[INFORMATION GIVEN]
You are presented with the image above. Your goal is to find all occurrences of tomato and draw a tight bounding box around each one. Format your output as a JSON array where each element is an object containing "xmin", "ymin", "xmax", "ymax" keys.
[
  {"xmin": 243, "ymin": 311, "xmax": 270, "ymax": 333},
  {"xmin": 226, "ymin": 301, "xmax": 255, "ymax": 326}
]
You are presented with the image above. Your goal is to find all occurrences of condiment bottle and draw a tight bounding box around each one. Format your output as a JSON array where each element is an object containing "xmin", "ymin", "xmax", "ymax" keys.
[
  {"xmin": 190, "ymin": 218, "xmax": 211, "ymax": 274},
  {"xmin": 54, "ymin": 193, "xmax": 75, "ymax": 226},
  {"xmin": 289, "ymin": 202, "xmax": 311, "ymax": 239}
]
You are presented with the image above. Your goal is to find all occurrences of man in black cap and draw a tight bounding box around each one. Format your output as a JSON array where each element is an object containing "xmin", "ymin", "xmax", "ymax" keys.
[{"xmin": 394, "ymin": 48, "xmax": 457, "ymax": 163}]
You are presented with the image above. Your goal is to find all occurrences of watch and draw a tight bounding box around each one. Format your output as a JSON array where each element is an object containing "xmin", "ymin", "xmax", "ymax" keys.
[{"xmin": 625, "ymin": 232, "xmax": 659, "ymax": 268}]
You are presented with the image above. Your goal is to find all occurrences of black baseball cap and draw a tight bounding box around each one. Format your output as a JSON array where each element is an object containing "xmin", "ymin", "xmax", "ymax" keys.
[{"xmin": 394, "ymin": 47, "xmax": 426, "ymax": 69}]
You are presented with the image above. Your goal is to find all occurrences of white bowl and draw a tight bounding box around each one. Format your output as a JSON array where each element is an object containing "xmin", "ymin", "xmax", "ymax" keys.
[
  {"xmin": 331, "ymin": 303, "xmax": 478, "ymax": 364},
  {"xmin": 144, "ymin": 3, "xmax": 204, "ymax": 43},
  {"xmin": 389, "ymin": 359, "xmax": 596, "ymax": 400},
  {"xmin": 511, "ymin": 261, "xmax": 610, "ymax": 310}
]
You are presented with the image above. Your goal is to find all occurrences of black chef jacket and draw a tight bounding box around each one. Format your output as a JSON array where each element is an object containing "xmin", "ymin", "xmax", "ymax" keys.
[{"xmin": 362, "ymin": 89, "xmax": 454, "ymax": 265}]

[GIVEN PROBLEM] Copy the records above word for word, starting at the line that contains "of black baseball" and ending at the final line of the records, with both of those lines included.

[RESPONSE BELOW]
You are presented with the image above. Your goal is to find all occurrences of black baseball cap and draw a tight bounding box around each one. Format your output as a JSON array where each element is an object containing "xmin", "ymin", "xmax", "ymax" keys.
[{"xmin": 394, "ymin": 47, "xmax": 426, "ymax": 69}]
You are presented with the image above. Your goal is to find all occurrences of white bowl and draw a tight bounding box around each one. Format your output as a JSON array where each element is an object containing "xmin", "ymin", "xmax", "ymax" keys.
[
  {"xmin": 331, "ymin": 303, "xmax": 478, "ymax": 364},
  {"xmin": 144, "ymin": 3, "xmax": 204, "ymax": 43},
  {"xmin": 389, "ymin": 359, "xmax": 596, "ymax": 400},
  {"xmin": 511, "ymin": 261, "xmax": 610, "ymax": 310}
]
You are presented with the image above. Your goal is to find all occurrences of black chef jacket and draw a tight bounding box around each one. Format your output as a JSON array where each element is an object containing "xmin", "ymin", "xmax", "ymax" keys.
[{"xmin": 362, "ymin": 89, "xmax": 454, "ymax": 265}]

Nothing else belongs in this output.